PROBLEM 1 -
Using the article on hospitality students at the Canada Summer Games, answer:
(a) Where is the Athletes' Village located?
(b) What are all five students majoring in?
(c) What role did Jordon Lanthier hold for the event?
PROBLEM 2 - According to the article on hospitality students at the Canada Summer Games, how does the students' work at the Athletes' Village relate to their studies? Answer in one to three sentences.

GIVEN TEXT -
++++++++
Hospitality students provide Winnipeg welcome to visiting athletes at Canada Summer Games

Winta Lakew and Terrance Luk (at left), with Summer Games volunteersAs thousands of athletes and spectators descend on Winnipeg for the 2017 Canada Summer Games, a group of Red River College students will be on hand to show them some of our trademark hospitality.

The five students — all of whom are completing the final stages of RRC’s Hospitality and Tourism Management program — are volunteering as team leads overseeing the set-up and operations of the Athletes’ Village at the University of Manitoba.

Their work at the Village will help them fulfill the final co-op term required to complete the second year of their program, in which all five are majoring in Hotel and Restaurant Management.

They first became involved with the Summer Games back in February, when instructor Krista Mask invited Jordon Lanthier, chair of accommodations for the event, to speak to her Rooms Management class about volunteer opportunities.
++++++++
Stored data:
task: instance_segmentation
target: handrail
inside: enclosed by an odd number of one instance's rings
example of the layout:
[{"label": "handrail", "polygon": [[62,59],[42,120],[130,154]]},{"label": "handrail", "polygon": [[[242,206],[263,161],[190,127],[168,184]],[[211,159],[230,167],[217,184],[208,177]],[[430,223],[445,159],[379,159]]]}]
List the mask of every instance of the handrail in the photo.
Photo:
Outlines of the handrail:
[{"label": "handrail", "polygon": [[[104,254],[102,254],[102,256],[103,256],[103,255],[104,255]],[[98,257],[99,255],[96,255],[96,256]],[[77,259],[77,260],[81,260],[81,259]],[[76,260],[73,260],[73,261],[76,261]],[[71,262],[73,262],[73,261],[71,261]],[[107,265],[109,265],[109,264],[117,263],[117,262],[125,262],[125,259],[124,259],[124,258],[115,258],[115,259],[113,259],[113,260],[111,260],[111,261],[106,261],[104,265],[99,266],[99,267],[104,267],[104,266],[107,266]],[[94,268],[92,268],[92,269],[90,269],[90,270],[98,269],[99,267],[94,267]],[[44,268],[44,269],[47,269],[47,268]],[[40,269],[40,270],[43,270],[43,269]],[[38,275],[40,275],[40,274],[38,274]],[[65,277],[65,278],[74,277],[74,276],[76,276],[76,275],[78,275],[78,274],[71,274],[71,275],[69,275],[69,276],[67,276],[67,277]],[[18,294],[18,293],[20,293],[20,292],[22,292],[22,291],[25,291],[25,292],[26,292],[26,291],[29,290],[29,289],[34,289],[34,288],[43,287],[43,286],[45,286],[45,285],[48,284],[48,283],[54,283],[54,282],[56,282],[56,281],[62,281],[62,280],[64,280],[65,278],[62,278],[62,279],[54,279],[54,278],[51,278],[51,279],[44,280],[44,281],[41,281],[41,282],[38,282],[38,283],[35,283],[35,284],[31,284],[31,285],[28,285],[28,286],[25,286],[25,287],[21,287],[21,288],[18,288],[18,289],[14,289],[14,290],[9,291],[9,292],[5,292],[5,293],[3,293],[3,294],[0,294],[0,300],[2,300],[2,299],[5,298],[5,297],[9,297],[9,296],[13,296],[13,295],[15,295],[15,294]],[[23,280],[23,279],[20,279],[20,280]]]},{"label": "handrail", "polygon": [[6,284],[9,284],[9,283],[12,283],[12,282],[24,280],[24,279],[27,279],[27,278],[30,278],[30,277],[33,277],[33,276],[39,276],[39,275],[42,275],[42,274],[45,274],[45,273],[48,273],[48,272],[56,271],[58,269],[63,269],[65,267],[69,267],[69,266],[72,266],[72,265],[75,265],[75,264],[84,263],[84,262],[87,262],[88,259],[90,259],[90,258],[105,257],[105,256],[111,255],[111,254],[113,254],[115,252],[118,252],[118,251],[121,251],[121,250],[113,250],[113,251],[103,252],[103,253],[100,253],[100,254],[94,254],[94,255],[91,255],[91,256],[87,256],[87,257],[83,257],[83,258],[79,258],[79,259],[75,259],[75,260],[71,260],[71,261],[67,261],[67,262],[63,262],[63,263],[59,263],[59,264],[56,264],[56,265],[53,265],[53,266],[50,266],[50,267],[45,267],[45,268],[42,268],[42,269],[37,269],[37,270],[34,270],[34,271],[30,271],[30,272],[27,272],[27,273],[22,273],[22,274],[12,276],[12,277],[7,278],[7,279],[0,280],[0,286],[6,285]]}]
++++++++
TASK OUTPUT 1 -
(a) At the University of Manitoba.
(b) Hotel and Restaurant Management.
(c) Chair of accommodations.

TASK OUTPUT 2 - Their work at the Village will help them fulfill the final co-op term. That term is required to complete the second year of their Hospitality and Tourism Management program.